* begin RAW DATA *

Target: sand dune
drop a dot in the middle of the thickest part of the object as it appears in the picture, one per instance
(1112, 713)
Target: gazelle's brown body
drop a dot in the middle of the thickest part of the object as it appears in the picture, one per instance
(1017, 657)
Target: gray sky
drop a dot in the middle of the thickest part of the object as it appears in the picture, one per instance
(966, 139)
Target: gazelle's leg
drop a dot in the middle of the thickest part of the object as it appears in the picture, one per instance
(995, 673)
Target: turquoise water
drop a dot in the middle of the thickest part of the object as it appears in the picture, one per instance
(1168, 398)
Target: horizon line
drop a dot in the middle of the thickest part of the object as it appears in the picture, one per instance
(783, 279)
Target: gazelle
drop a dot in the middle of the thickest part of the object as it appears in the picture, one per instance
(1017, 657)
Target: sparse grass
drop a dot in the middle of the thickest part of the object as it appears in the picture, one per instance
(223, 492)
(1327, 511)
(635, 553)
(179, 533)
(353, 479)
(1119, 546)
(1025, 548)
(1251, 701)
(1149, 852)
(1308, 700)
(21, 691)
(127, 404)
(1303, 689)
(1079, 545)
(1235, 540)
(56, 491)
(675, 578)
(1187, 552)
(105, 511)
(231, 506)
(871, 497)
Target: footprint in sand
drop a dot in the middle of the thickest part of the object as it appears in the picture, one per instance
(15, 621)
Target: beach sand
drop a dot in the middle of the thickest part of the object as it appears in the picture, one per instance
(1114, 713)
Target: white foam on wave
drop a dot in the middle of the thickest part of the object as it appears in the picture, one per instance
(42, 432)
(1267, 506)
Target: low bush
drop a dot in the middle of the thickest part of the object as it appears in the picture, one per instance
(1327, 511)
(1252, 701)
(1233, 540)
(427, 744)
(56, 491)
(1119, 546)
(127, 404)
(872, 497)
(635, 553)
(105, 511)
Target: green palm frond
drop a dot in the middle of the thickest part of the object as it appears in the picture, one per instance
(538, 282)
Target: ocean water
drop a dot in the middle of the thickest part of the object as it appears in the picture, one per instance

* end RAW DATA *

# PROBLEM REQUIREMENTS
Copy out all of the lines above word for word, in the same order.

# EXERCISE RESULT
Target: sand dune
drop a dot in the middle of the thickest part of the object as it appears in the picture, one per instance
(1112, 713)
Target: gazelle's brown body
drop a dot in the middle of the thickest part of the object as it appears in the picture, one per instance
(1017, 657)
Target: gray sky
drop a dot in the middle of the thickest part of the object as it appears in the picture, one per instance
(966, 139)
Target: gazelle's leg
drop a dot in the middle of the thickest part of the object as it appears in the picture, one per instance
(995, 673)
Target: turquoise water
drop a dot in the middle of the thickest part of the object as it appears in the picture, one per instance
(1168, 398)
Target: horizon line
drop a dot in the middle of the thickest part of the object as it appears in the picture, one per instance
(783, 279)
Target: gazelle
drop a dot in the middle of the thickest part of the object as it appears in the picture, one per instance
(1017, 657)
Target: sparse grass
drop a dot in the middle of the thickest part of the object as it appears in the picture, one per instance
(223, 492)
(1327, 511)
(635, 553)
(179, 533)
(353, 479)
(1119, 546)
(1025, 548)
(1251, 701)
(1149, 852)
(1308, 700)
(21, 691)
(127, 404)
(1303, 689)
(1079, 545)
(1235, 540)
(56, 491)
(675, 578)
(1187, 552)
(105, 511)
(231, 506)
(871, 497)
Target: footprint in sand
drop a dot in the middle of the thickest part of the object as it appears in the picture, one per instance
(15, 621)
Target: beach sand
drop a dot in the middle of the thickest part of the object as it appears in the picture, one per instance
(1114, 713)
Target: white foam on wave
drop a dot in the middle of the thickest part of the object as it appears in the picture, one per instance
(42, 432)
(1267, 506)
Target: low bush
drop a dot in the middle of the thickest part of the object as it appears in the picture, one per instance
(1327, 511)
(1252, 701)
(1233, 540)
(427, 744)
(56, 491)
(1119, 546)
(127, 404)
(872, 497)
(635, 553)
(105, 511)
Target: green palm frond
drop a dot in the middle of the thickest part of the object as it appears in the picture, one per instance
(538, 282)
Target: ocean water
drop a dot in the middle of the thickest part of the object as it appears in the picture, one per instance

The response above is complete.